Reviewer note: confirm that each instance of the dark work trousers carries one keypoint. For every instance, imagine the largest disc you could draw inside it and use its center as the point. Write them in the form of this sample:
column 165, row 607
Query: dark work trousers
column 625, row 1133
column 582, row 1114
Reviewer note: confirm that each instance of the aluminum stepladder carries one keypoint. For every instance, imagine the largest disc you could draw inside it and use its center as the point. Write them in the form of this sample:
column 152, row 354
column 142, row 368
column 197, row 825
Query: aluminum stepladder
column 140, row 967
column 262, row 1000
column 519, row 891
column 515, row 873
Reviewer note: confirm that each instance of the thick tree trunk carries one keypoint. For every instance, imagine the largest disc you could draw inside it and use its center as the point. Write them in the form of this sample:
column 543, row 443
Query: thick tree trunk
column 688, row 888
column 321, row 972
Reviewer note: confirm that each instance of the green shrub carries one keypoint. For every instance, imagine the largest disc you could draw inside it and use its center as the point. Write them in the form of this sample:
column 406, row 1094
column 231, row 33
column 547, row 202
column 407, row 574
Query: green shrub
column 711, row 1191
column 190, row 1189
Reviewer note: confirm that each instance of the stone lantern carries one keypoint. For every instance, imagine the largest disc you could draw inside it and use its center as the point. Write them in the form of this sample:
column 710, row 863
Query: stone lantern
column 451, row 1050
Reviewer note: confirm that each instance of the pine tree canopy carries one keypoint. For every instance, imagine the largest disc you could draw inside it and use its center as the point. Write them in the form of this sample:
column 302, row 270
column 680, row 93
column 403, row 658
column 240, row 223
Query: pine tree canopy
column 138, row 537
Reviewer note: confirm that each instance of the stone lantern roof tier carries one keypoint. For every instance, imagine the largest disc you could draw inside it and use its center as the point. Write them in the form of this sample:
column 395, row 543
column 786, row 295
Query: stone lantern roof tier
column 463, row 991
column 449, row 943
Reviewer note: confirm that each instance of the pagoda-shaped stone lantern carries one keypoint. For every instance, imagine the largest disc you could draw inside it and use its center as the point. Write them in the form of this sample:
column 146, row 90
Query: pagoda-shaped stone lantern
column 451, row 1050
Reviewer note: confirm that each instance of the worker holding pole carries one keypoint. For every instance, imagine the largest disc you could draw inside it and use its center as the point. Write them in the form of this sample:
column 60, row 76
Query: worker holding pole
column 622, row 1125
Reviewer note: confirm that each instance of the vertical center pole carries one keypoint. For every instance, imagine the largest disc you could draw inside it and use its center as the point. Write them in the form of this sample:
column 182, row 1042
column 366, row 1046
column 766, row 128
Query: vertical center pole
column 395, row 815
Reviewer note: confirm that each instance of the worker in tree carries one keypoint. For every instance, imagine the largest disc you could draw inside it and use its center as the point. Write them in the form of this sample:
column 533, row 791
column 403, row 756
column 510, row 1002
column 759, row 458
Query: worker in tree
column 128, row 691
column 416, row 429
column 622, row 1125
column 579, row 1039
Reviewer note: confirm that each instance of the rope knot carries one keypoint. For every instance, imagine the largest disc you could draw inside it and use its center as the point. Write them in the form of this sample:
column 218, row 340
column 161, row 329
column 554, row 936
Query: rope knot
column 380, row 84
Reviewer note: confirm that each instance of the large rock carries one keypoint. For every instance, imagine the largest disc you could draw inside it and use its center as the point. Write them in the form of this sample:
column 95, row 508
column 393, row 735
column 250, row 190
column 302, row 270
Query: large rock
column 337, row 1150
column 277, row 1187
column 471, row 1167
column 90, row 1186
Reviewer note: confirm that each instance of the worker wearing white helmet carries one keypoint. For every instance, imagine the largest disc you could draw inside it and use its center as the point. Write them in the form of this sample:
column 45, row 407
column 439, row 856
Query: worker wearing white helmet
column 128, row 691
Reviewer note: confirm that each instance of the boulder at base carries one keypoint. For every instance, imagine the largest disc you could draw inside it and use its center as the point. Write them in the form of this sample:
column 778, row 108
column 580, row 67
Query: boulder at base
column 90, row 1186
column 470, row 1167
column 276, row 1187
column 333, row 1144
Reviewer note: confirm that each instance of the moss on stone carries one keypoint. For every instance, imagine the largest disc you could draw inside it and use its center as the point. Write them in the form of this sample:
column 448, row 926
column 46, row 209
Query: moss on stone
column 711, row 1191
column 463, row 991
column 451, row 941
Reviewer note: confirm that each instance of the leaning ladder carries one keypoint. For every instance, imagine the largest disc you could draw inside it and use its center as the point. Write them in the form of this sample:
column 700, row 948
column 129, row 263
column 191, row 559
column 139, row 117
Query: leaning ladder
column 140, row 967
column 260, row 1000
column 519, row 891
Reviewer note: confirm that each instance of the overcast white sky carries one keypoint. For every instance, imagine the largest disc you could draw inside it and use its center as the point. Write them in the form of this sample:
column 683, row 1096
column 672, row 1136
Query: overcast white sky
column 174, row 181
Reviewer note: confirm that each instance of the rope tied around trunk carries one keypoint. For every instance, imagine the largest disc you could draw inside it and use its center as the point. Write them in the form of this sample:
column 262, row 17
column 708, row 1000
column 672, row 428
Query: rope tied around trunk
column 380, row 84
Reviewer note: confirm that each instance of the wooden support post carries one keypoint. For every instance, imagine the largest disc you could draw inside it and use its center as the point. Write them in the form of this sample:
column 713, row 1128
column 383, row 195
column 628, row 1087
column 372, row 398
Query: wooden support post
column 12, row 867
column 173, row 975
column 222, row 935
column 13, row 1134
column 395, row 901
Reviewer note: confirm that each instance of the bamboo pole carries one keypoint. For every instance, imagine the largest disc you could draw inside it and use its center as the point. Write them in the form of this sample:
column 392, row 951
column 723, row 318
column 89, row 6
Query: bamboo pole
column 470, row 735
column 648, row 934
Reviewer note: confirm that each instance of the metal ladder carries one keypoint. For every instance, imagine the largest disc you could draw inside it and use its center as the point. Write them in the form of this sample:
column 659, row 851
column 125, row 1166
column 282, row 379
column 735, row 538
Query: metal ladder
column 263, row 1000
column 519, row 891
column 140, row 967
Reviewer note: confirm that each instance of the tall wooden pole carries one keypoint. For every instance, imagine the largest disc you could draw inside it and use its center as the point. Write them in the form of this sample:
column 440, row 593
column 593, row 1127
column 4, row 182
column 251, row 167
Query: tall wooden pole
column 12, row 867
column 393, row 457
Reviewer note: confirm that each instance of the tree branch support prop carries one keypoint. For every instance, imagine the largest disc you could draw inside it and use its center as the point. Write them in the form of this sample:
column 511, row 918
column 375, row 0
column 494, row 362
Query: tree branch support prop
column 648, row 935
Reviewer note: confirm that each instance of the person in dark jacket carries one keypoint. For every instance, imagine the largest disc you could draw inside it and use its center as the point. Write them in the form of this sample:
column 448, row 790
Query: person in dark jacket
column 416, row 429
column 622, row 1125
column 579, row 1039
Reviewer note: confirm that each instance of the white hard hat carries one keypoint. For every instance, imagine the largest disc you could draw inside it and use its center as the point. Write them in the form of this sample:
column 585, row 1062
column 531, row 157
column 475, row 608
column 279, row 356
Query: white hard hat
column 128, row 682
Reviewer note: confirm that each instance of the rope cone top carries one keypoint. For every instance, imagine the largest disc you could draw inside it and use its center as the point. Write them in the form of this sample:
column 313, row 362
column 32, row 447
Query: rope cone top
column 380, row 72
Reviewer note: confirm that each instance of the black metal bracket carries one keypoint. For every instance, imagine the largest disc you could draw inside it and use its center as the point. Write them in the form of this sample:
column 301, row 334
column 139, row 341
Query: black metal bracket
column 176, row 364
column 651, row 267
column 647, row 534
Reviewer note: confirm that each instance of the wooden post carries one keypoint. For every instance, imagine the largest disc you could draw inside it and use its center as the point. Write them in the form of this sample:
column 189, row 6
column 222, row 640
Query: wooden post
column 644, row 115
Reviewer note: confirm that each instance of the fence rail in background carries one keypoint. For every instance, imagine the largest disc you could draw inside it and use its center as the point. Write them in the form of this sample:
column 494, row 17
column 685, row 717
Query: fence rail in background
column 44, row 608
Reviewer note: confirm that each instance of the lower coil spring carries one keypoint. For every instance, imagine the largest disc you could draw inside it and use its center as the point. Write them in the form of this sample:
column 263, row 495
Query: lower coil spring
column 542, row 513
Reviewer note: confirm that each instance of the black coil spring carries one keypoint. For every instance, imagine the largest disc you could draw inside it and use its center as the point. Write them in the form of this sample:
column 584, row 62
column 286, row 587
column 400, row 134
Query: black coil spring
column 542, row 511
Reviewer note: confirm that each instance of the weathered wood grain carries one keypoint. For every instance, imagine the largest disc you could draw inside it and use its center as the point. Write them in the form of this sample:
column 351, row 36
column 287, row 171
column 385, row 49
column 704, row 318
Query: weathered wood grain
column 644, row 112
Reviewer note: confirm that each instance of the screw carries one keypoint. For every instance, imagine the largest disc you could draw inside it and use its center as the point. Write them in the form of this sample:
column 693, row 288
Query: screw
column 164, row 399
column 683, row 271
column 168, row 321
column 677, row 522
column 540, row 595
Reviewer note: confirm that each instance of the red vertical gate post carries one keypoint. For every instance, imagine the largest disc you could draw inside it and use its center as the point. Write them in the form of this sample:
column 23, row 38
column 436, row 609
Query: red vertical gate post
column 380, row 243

□ □ □

• TASK INSTRUCTIONS: Reproduce the lines of the material above without any change, starting with the line that contains "Reviewer note: confirm that each instance of the tall" and ending with the line that contains "column 380, row 72", both included.

• OUTPUT OF THE EXERCISE:
Reviewer note: confirm that each instance of the tall wooden pole carries one keypoint. For every instance, imagine the largest disc you could draw inside it and use its center as the point. Write them in the form of this sample:
column 440, row 593
column 593, row 1127
column 4, row 182
column 251, row 167
Query: tall wooden pole
column 12, row 867
column 393, row 457
Reviewer note: confirm that each instance of the tree branch support prop carries one keypoint. For every instance, imagine the largest disc you could draw inside it and use its center as the point. Write them in the form of this sample:
column 511, row 918
column 375, row 0
column 494, row 362
Query: tree branch support prop
column 648, row 935
Reviewer note: confirm that each instance of the person in dark jacket carries one keypoint. For every instance, imagine the largest disc you could draw inside it and use its center as the point. Write them in the form of this sample:
column 448, row 790
Query: person in dark jacket
column 416, row 429
column 622, row 1125
column 579, row 1039
Reviewer note: confirm that each instance of the white hard hat carries one keypoint. For every instance, imagine the largest disc you could draw inside it and use its center as the point. Write them in the form of this sample:
column 585, row 1062
column 531, row 157
column 475, row 608
column 279, row 356
Query: white hard hat
column 128, row 682
Reviewer note: confirm that each instance of the rope cone top carries one keypoint. For every instance, imagine the largest disc you could draw inside it and use its center as the point. Write them in the form of this sample:
column 313, row 362
column 32, row 447
Query: rope cone top
column 380, row 72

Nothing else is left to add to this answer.